● **Vorliegender Auszug**:
Aber auch innerhalb der Regierung Biden könnte sich Widerstand gegen einen Verkauf TikToks formieren. Lina Khan, die von Biden nominierte Vorsitzende der Federal Trade Commission (FTC), ist bekannt dafür, das Kartellrecht immer wieder gegen Internetgroßkonzerne wie Amazon einzusetzen. Ob die FTC eine Übernahme von TikTok durch beispielsweise Meta, Alphabet oder X einfach so durchwinken würde, ist fraglich.

Vielleicht hätte Apple bessere Chancen, da der Konzern im Bereich der sozialen Medien kaum präsent ist. Doch um ein wesentliches Problem kommt man nicht umhin: Was TikTok so beliebt macht, ist nicht etwa die ansprechend gestaltete Benutzeroberfläche, sondern vor allem der firmeneigene Algorithmus, der die Inhalte sortiert und dafür sorgt, dass das Portal so süchtig macht.

● **Aufgaben**:
a. Wofür ist Lina Khan laut dem Auszug bekannt?
b. Tippe aus dem Auszug den Abschnitt ab, der bei „Aber auch innerhalb“ beginnt und bei „würde, ist fraglich.“ endet.

Zeigedaten für verweisende Ausdrücke

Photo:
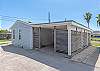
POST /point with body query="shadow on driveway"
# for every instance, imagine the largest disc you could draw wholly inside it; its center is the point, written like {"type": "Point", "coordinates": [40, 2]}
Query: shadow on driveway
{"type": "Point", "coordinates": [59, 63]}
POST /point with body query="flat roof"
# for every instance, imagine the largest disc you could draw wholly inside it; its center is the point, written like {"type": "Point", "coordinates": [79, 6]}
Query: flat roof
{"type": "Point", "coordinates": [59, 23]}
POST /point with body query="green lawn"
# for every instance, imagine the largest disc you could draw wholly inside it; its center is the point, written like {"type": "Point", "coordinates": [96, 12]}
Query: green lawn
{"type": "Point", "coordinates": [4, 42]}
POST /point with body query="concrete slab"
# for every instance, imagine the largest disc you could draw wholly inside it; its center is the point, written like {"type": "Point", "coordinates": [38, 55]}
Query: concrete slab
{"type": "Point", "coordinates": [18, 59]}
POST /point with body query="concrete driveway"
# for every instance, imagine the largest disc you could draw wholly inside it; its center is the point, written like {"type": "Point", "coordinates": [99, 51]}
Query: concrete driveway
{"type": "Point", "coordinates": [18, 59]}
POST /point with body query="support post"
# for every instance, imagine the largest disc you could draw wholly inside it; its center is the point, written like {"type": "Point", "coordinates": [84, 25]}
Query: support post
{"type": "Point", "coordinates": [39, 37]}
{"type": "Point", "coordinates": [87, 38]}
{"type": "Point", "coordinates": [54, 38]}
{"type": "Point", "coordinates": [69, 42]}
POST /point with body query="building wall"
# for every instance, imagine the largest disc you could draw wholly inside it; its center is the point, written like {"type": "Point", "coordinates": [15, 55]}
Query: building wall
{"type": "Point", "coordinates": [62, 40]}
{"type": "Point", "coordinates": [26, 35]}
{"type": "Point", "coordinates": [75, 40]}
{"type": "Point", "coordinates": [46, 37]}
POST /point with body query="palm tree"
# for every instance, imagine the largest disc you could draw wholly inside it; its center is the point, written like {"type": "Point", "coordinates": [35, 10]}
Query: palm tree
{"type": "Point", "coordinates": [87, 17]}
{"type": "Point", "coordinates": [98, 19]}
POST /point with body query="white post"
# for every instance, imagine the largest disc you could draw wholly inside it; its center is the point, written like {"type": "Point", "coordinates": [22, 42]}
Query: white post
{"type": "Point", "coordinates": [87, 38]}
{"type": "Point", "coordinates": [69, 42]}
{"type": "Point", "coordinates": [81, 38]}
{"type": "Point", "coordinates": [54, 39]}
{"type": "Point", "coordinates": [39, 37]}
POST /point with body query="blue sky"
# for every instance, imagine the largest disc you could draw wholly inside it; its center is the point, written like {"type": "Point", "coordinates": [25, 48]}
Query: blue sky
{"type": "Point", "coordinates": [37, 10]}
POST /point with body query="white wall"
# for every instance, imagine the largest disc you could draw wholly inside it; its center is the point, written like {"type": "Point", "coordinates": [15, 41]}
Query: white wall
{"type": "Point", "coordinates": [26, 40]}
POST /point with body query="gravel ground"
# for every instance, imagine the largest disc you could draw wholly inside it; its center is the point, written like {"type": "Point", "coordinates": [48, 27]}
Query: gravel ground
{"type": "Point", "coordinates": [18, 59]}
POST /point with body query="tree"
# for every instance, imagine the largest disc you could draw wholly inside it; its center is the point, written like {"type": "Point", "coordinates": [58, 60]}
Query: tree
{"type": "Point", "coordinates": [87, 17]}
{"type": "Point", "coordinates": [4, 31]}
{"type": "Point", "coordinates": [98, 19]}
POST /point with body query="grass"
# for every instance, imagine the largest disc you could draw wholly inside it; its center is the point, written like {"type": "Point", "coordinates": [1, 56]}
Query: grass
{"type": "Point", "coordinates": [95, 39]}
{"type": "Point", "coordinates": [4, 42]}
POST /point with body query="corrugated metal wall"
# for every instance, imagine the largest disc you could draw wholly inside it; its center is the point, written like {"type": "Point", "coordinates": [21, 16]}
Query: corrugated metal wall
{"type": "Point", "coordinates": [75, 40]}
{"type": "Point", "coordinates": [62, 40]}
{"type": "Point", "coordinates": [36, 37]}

● **Antworten je Aufgabe**:
a. Sie setzt das Kartellrecht immer wieder gegen Internetgroßkonzerne wie Amazon ein.

b.
Aber auch innerhalb der Regierung Biden könnte sich Widerstand gegen einen Verkauf TikToks formieren. Lina Khan, die von Biden nominierte Vorsitzende der Federal Trade Commission (FTC), ist bekannt dafür, das Kartellrecht immer wieder gegen Internetgroßkonzerne wie Amazon einzusetzen. Ob die FTC eine Übernahme von TikTok durch beispielsweise Meta, Alphabet oder X einfach so durchwinken würde, ist fraglich.